→ **WHAT THE TASK REQUIRES**
If a line in the records below contains the word "photo", return that line.

============

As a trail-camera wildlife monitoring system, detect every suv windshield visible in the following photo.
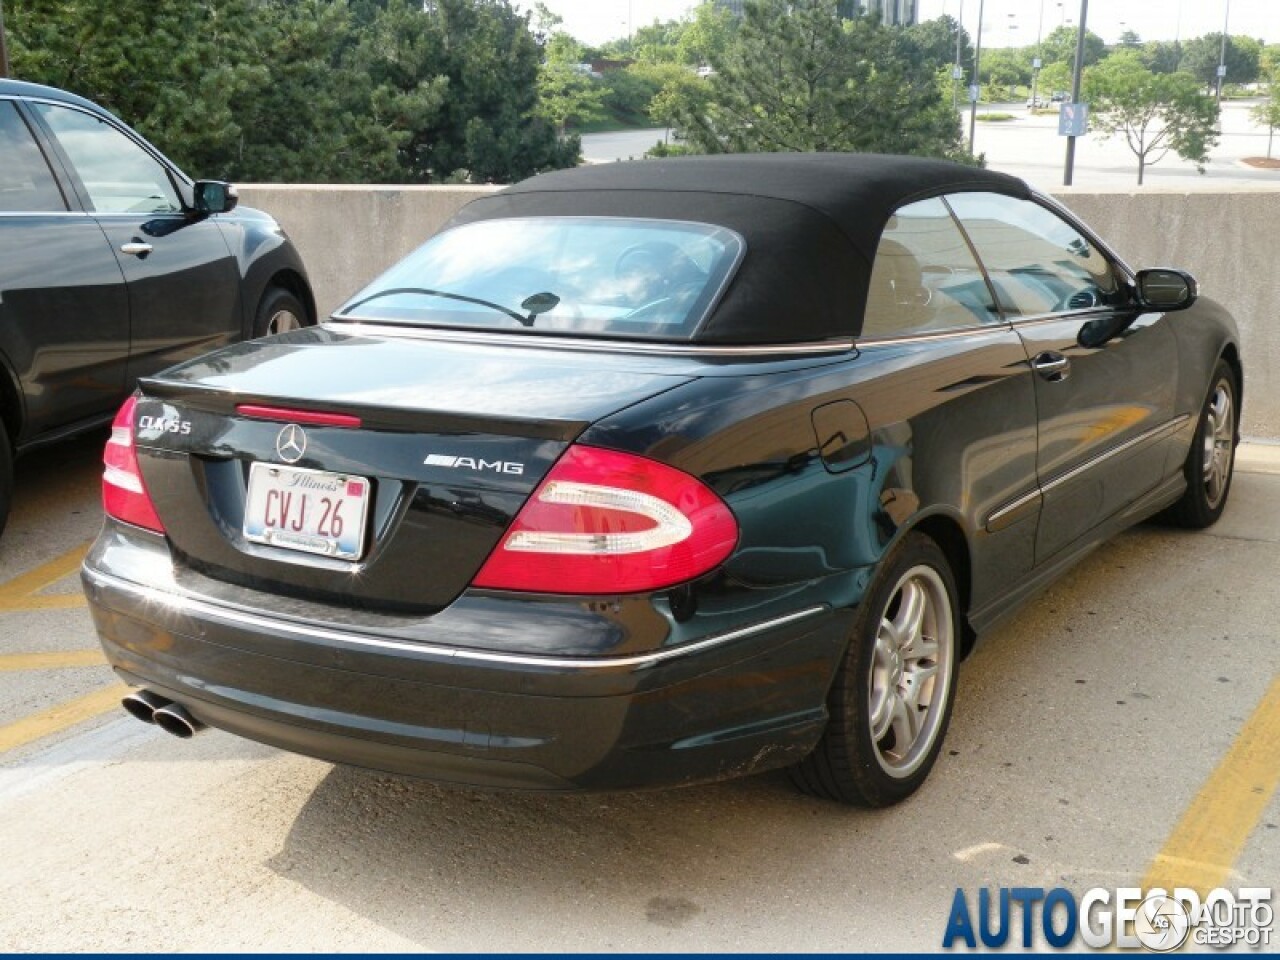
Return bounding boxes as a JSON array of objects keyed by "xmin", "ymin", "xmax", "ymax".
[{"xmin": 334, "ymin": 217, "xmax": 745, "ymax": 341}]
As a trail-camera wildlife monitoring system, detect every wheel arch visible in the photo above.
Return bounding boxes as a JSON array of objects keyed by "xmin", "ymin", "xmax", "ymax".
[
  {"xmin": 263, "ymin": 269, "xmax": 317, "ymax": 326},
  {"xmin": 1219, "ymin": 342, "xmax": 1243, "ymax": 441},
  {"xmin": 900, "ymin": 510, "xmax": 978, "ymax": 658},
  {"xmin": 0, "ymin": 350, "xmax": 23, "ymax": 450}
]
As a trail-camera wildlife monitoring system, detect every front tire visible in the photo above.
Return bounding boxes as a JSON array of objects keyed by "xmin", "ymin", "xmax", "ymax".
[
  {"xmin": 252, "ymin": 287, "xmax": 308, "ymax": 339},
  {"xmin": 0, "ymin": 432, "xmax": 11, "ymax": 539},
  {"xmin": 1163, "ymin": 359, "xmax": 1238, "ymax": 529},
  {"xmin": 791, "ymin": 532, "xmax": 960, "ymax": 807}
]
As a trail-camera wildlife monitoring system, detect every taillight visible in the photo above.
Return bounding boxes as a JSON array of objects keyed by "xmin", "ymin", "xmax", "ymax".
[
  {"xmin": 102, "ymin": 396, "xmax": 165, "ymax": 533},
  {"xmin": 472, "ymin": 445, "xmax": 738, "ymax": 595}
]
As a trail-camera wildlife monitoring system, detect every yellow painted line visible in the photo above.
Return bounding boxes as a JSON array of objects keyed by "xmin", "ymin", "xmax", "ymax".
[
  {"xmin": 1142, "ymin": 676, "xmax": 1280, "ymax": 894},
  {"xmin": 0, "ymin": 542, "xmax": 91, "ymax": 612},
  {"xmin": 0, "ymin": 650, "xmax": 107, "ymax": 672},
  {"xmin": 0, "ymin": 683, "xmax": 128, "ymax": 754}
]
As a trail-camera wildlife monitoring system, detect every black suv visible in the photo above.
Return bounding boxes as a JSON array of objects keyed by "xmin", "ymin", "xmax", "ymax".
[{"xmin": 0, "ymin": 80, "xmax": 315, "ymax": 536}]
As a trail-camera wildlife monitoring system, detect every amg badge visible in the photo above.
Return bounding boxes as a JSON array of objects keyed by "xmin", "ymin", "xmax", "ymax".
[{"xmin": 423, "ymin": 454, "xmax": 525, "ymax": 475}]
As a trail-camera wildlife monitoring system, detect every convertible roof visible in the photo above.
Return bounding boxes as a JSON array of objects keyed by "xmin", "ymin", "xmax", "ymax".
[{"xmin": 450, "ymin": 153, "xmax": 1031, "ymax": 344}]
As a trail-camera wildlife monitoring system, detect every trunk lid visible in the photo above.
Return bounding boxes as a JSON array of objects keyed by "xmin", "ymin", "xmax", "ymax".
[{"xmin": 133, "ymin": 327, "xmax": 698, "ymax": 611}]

============

→ **ANSWER TO THIS EXERCISE**
As a trail-camera wildlife monitoring system, detect every suv windshield visible in the following photo.
As a trail-camera wildlife monitoring system, detect every wheel arch visible in the photo above.
As a trail-camera wildlife monitoring system, detect every front tire visible in the photo above.
As a trail-camera wildlife monitoring system, detect every taillight visible in the photo above.
As a trail-camera wildlife monitoring system, detect every yellow painted line visible in the photo above.
As a trail-camera wildlife monitoring system, detect every black suv visible in the photo above.
As a trail-camera wildlife monitoring system, detect every amg badge visible in the photo above.
As a trail-camera wildlife monitoring system, detect every convertible roof visible in the photo above.
As a trail-camera wildlife monitoring system, detect every trunk lid visible in the photo above.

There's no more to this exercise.